-- Short task --
Restate exactly, and only, the lines from the one with "For the benchmark, indicate the child's shoe" through the end of the data, with both of those end lines kept. Drop any pictures.

-- Exercise input --

————————

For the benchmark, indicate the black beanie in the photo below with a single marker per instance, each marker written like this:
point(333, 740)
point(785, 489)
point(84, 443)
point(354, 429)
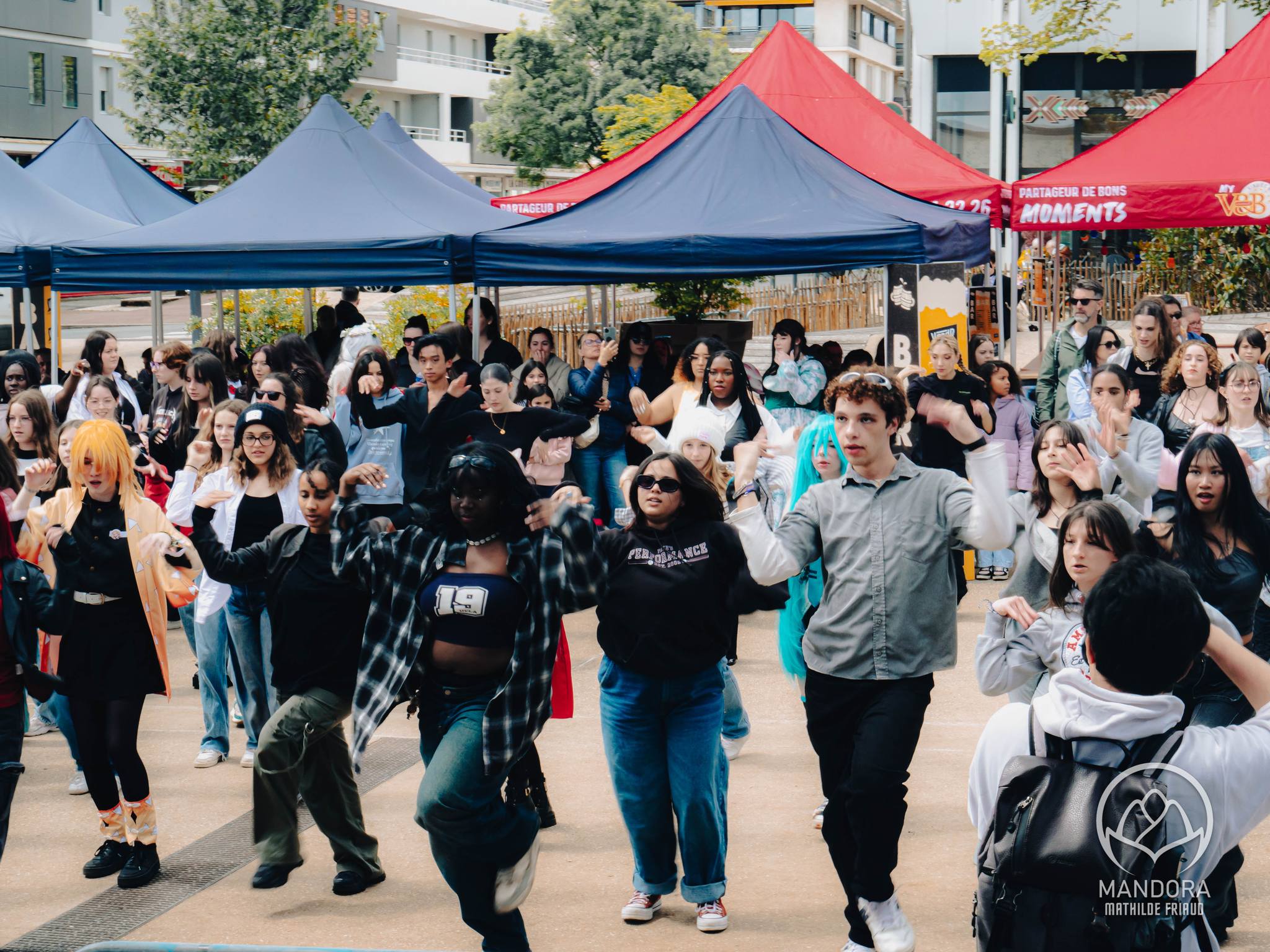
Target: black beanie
point(266, 415)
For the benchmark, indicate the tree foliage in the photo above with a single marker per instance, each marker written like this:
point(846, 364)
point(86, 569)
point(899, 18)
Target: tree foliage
point(591, 54)
point(642, 117)
point(220, 83)
point(1066, 23)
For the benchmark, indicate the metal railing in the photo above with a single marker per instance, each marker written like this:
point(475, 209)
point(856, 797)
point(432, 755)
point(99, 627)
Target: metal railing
point(427, 134)
point(458, 63)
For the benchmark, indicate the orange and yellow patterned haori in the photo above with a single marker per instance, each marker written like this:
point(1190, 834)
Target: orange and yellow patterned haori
point(158, 582)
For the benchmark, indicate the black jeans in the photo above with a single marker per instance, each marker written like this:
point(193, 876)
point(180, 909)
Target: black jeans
point(865, 733)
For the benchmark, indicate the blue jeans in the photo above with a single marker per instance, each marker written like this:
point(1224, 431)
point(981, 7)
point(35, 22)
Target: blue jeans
point(664, 752)
point(471, 832)
point(598, 470)
point(248, 620)
point(735, 721)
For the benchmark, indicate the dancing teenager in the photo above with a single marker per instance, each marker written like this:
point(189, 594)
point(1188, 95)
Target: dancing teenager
point(316, 622)
point(131, 563)
point(469, 606)
point(884, 527)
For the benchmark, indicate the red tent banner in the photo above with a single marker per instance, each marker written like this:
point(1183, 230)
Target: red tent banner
point(1201, 159)
point(818, 98)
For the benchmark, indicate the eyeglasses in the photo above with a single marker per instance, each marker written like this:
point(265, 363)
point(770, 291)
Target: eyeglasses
point(479, 462)
point(882, 380)
point(666, 484)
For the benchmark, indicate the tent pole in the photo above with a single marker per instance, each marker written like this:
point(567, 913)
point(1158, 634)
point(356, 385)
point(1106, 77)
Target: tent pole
point(309, 311)
point(29, 330)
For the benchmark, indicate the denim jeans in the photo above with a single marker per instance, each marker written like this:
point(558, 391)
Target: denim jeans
point(598, 470)
point(735, 721)
point(214, 653)
point(668, 769)
point(248, 620)
point(471, 832)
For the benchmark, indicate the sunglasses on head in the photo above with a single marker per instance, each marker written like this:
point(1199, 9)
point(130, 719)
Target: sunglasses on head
point(666, 484)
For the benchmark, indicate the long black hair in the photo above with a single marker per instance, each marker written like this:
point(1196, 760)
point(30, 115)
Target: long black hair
point(493, 470)
point(1238, 513)
point(739, 390)
point(698, 498)
point(798, 339)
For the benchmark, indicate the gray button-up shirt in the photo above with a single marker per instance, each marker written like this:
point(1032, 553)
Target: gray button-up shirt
point(889, 607)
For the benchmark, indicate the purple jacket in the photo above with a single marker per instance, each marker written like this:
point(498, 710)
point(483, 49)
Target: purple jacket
point(1014, 430)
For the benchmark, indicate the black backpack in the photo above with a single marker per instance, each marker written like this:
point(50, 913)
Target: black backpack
point(1043, 867)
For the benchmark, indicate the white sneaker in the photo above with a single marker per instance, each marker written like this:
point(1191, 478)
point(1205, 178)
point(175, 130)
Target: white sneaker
point(711, 917)
point(512, 884)
point(642, 907)
point(888, 924)
point(208, 757)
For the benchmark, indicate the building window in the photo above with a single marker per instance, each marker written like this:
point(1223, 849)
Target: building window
point(36, 79)
point(70, 83)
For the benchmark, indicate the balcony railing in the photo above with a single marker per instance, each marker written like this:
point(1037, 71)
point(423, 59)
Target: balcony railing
point(536, 6)
point(458, 63)
point(426, 134)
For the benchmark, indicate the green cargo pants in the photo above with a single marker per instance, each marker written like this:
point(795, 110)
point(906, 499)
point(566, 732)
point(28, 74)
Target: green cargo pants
point(303, 749)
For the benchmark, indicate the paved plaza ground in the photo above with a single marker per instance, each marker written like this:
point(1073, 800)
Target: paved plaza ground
point(783, 892)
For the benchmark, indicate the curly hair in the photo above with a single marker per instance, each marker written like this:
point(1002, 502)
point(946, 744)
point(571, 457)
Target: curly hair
point(1171, 377)
point(858, 390)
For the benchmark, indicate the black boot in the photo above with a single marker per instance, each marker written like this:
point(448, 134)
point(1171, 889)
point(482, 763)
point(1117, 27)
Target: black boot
point(141, 867)
point(109, 860)
point(539, 795)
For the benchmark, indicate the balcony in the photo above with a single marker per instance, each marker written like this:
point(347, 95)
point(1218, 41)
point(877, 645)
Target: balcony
point(456, 63)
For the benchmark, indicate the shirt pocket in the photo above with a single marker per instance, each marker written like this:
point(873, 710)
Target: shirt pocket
point(921, 541)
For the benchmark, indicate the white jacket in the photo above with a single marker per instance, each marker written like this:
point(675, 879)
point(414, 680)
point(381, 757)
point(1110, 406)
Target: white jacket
point(214, 594)
point(1228, 763)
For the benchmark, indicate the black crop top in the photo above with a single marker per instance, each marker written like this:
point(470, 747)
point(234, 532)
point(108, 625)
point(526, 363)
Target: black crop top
point(474, 610)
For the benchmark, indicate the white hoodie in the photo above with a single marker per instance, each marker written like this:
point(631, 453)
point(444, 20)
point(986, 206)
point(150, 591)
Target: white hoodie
point(1231, 764)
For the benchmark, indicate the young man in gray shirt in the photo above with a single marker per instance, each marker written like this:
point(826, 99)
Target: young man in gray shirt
point(887, 622)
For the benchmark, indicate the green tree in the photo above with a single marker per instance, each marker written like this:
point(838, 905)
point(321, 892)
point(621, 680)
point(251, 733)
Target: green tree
point(1066, 23)
point(695, 300)
point(642, 117)
point(220, 83)
point(588, 55)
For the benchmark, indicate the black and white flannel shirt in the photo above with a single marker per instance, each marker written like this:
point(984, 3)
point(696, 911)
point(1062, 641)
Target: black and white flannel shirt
point(561, 569)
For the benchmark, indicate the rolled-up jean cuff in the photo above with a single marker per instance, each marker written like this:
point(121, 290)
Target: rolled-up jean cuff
point(703, 894)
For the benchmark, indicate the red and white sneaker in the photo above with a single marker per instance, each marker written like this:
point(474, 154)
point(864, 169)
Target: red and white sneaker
point(642, 907)
point(711, 917)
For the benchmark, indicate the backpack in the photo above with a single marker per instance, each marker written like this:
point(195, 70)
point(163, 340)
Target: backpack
point(1043, 867)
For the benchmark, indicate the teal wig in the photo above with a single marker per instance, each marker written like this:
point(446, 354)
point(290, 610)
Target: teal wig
point(808, 587)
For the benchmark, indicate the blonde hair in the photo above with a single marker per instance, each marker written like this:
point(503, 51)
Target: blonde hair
point(106, 443)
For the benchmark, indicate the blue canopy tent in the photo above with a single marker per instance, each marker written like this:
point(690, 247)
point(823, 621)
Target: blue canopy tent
point(87, 167)
point(742, 193)
point(386, 130)
point(331, 205)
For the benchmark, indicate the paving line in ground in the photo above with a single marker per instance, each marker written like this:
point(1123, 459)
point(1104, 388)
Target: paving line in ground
point(115, 913)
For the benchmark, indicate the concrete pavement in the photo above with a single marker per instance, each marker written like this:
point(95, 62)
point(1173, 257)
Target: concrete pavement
point(783, 892)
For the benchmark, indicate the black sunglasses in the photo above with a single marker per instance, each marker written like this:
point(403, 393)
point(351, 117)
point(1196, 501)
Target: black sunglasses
point(666, 484)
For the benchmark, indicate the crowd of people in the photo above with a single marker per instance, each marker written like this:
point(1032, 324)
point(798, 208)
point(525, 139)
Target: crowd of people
point(345, 523)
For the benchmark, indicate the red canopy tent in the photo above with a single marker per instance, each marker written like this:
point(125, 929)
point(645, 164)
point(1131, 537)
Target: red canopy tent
point(813, 94)
point(1201, 159)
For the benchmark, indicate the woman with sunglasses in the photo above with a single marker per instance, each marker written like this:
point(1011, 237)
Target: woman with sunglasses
point(794, 382)
point(131, 563)
point(1100, 347)
point(468, 606)
point(1128, 448)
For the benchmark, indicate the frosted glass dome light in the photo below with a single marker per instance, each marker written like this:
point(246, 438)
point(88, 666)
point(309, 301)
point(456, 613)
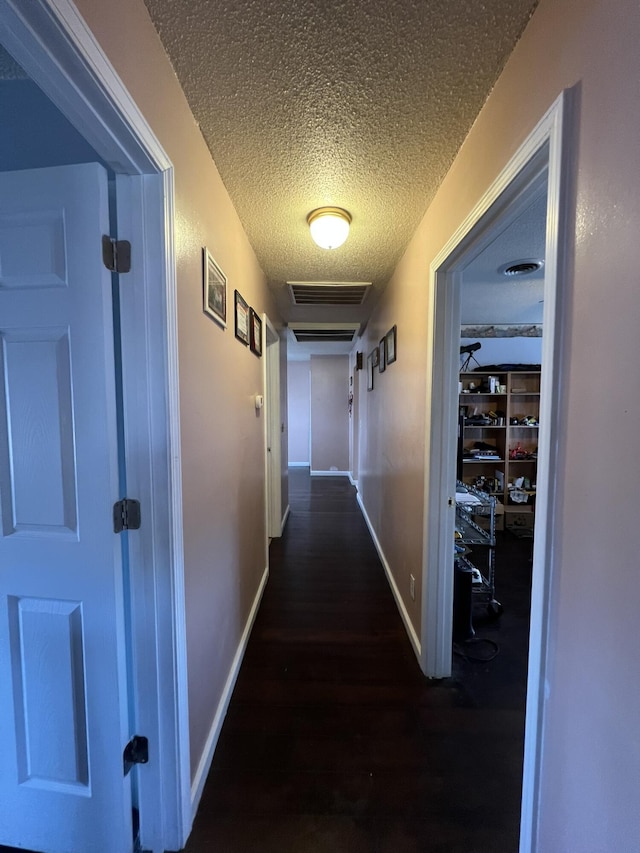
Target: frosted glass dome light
point(329, 226)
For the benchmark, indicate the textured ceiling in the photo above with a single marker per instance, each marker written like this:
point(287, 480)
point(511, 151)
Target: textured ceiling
point(361, 104)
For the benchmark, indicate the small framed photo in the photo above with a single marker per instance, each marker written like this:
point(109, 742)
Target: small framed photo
point(382, 357)
point(370, 371)
point(255, 333)
point(242, 319)
point(390, 345)
point(214, 289)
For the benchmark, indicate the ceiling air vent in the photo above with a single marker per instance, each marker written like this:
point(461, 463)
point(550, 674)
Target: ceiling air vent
point(524, 267)
point(328, 292)
point(306, 333)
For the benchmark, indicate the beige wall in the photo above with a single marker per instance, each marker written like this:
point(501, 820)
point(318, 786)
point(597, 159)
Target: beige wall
point(329, 413)
point(299, 402)
point(222, 437)
point(591, 760)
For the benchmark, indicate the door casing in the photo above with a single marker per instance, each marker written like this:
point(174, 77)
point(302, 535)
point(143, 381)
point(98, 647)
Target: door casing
point(55, 47)
point(273, 453)
point(543, 156)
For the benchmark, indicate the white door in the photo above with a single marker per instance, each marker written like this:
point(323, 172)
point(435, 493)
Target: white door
point(63, 704)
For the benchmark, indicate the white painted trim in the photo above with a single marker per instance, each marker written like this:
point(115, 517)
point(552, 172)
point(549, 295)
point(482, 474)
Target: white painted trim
point(206, 758)
point(545, 149)
point(546, 525)
point(56, 48)
point(413, 637)
point(273, 456)
point(285, 518)
point(72, 69)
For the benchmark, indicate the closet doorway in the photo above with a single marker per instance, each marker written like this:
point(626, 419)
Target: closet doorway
point(536, 168)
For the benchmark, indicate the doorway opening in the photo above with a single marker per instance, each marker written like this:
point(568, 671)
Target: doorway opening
point(59, 53)
point(538, 163)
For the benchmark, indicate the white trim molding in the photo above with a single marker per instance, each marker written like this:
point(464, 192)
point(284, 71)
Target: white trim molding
point(411, 631)
point(52, 42)
point(542, 160)
point(204, 765)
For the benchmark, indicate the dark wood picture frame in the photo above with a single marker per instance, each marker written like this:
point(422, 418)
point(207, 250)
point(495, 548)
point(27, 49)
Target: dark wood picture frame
point(255, 333)
point(370, 372)
point(391, 345)
point(241, 319)
point(214, 289)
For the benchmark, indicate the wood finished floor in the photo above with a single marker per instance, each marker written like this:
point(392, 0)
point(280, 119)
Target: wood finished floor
point(334, 742)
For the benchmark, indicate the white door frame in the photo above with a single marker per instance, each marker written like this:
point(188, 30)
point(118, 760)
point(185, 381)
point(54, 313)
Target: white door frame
point(55, 47)
point(272, 432)
point(543, 153)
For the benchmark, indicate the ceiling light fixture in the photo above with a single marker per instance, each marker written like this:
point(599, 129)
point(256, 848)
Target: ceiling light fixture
point(329, 226)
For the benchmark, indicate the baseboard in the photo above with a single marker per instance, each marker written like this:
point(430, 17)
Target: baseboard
point(204, 765)
point(413, 637)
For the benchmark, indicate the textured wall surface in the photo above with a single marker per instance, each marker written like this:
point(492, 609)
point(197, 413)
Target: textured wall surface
point(329, 413)
point(299, 388)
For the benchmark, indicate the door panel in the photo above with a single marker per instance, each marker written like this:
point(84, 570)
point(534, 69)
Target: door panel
point(63, 721)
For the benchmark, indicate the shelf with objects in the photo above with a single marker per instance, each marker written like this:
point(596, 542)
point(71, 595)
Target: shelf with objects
point(474, 557)
point(483, 433)
point(522, 450)
point(498, 440)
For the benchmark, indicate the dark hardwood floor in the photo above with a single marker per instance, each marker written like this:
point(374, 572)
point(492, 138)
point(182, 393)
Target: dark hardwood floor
point(334, 742)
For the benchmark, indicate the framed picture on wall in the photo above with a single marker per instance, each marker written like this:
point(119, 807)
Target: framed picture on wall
point(242, 319)
point(382, 355)
point(370, 371)
point(255, 333)
point(390, 345)
point(214, 289)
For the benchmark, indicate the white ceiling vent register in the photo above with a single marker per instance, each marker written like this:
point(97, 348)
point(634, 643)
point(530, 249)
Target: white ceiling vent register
point(328, 292)
point(324, 332)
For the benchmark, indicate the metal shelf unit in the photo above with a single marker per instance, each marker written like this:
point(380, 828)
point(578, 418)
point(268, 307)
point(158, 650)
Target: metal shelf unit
point(475, 526)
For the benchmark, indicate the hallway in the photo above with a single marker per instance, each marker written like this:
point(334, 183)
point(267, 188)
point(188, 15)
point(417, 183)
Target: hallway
point(333, 740)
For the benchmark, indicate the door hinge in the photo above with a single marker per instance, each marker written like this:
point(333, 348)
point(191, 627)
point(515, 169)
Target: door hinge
point(126, 515)
point(135, 752)
point(116, 254)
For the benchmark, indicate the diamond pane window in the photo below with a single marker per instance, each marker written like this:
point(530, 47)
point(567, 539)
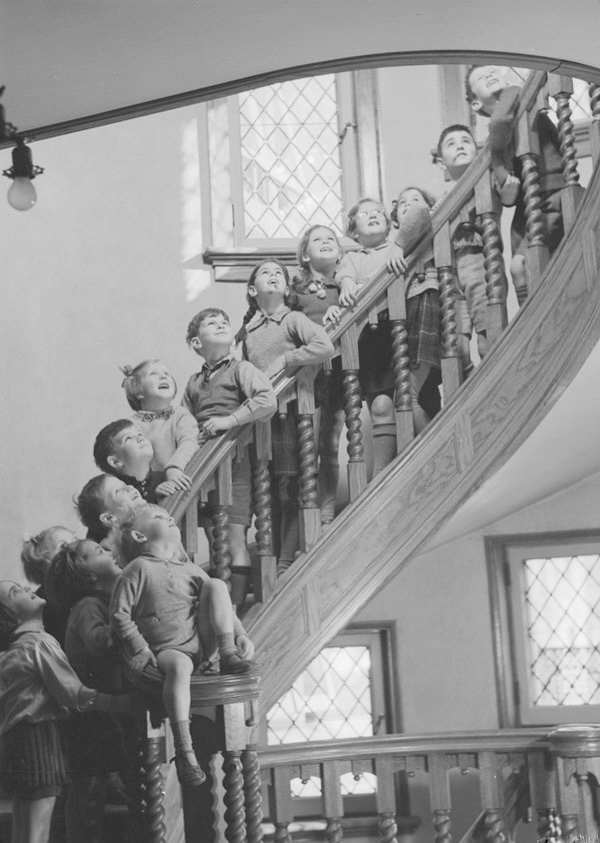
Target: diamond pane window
point(290, 158)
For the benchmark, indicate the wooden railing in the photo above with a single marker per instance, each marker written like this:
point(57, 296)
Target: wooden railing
point(553, 774)
point(473, 195)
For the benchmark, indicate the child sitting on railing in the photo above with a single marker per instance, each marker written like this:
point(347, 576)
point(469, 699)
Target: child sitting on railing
point(150, 389)
point(36, 555)
point(37, 687)
point(315, 293)
point(167, 612)
point(412, 215)
point(276, 338)
point(80, 580)
point(225, 394)
point(489, 94)
point(122, 449)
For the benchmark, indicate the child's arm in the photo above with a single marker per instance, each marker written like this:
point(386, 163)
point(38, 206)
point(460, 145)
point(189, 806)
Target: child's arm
point(186, 438)
point(260, 403)
point(313, 346)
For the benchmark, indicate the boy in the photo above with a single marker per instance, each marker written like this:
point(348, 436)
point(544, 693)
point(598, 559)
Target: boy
point(226, 394)
point(166, 612)
point(490, 95)
point(123, 450)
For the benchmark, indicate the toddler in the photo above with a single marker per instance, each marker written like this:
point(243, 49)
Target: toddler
point(275, 338)
point(122, 449)
point(226, 394)
point(37, 687)
point(412, 214)
point(369, 224)
point(173, 432)
point(167, 612)
point(36, 556)
point(315, 293)
point(81, 579)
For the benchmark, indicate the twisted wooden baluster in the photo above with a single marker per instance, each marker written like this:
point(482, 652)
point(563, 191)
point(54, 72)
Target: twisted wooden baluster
point(594, 92)
point(442, 826)
point(220, 544)
point(334, 831)
point(402, 391)
point(234, 797)
point(352, 407)
point(154, 794)
point(388, 828)
point(252, 795)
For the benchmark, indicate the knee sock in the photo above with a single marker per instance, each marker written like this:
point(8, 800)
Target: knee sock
point(240, 580)
point(384, 446)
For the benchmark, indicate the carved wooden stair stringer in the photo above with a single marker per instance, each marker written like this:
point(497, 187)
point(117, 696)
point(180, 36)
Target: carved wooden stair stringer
point(480, 428)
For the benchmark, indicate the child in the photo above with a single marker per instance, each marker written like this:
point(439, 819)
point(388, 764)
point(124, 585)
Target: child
point(105, 501)
point(315, 293)
point(226, 394)
point(276, 338)
point(490, 95)
point(36, 556)
point(173, 432)
point(123, 450)
point(168, 613)
point(412, 213)
point(81, 579)
point(37, 686)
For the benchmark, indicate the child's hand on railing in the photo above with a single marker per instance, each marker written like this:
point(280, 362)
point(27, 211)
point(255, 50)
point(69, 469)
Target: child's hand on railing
point(218, 424)
point(179, 478)
point(332, 315)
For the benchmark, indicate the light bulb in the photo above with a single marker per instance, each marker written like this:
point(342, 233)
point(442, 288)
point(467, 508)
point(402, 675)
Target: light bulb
point(21, 194)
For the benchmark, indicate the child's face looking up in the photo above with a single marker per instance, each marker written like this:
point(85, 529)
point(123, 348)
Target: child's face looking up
point(486, 83)
point(457, 151)
point(21, 599)
point(371, 227)
point(155, 381)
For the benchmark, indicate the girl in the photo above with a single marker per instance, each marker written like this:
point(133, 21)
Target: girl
point(314, 292)
point(173, 431)
point(276, 338)
point(412, 215)
point(369, 225)
point(166, 612)
point(81, 579)
point(37, 684)
point(36, 555)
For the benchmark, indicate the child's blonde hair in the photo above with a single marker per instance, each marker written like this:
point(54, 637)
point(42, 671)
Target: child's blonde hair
point(37, 553)
point(131, 381)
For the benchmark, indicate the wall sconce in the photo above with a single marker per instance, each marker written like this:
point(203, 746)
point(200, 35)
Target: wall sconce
point(21, 194)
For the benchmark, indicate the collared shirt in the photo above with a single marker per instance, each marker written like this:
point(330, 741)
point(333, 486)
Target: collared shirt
point(285, 333)
point(37, 682)
point(230, 387)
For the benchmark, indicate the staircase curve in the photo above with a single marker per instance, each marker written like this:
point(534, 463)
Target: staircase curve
point(480, 428)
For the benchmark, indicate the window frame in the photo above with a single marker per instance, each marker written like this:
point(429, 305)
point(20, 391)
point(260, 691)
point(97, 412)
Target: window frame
point(514, 709)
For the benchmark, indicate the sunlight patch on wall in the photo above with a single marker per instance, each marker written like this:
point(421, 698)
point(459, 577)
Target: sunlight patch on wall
point(195, 280)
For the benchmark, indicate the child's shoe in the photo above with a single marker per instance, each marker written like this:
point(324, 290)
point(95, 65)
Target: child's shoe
point(232, 664)
point(188, 773)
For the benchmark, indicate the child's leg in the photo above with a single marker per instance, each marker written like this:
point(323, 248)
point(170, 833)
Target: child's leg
point(177, 668)
point(215, 626)
point(31, 819)
point(384, 432)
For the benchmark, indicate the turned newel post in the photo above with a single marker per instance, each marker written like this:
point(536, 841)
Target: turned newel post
point(577, 752)
point(561, 88)
point(357, 473)
point(493, 261)
point(396, 297)
point(266, 576)
point(451, 363)
point(527, 151)
point(310, 512)
point(594, 92)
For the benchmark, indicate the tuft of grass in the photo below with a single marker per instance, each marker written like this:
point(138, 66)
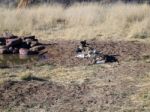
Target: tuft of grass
point(79, 21)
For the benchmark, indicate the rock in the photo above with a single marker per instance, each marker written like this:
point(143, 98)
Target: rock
point(4, 51)
point(34, 43)
point(24, 45)
point(33, 52)
point(13, 42)
point(23, 51)
point(2, 41)
point(15, 51)
point(37, 48)
point(28, 41)
point(2, 46)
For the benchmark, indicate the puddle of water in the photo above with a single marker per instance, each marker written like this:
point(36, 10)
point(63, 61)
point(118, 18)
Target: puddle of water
point(6, 60)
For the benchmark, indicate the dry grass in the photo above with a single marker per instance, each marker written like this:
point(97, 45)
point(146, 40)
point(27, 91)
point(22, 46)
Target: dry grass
point(91, 20)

————————

-- Solution to this problem --
For the benchmark, indicate the child's shoe in the photo above with a single marker per instance, each marker written like this:
point(324, 290)
point(95, 65)
Target: child's shoe
point(232, 664)
point(188, 773)
For the benchmark, indicate the child's leg in the photo above with a single marker per instance, each marker written like this:
point(323, 248)
point(170, 833)
Target: child's leg
point(177, 668)
point(215, 626)
point(31, 819)
point(384, 432)
For the benchmark, indicate the turned newel post in the photo above with a single marker per instance, each marker written like this:
point(536, 841)
Target: turned newel post
point(577, 752)
point(561, 88)
point(357, 473)
point(493, 261)
point(396, 297)
point(266, 576)
point(451, 363)
point(527, 151)
point(310, 512)
point(594, 92)
For the benchmark, indicate the tuft of grass in the photo below with a single marker per instance, each marker written like this:
point(138, 66)
Target: tuft of grass
point(79, 21)
For the benchmark, indicate the rock in the photo above with a single marker per instance, each marker written like this:
point(143, 98)
Target: rock
point(4, 51)
point(34, 43)
point(24, 45)
point(33, 52)
point(13, 42)
point(23, 51)
point(2, 41)
point(15, 51)
point(37, 48)
point(28, 41)
point(2, 46)
For the benchmark, indicate the puddle of water in the photo above with a single marker per instance, each marker written like this:
point(36, 10)
point(63, 61)
point(118, 18)
Target: puddle of water
point(6, 60)
For the benchmark, indicate the dry grass in the photo above with a single marker per instance, each marker written like this:
point(97, 45)
point(146, 40)
point(27, 91)
point(22, 46)
Target: dry grass
point(91, 20)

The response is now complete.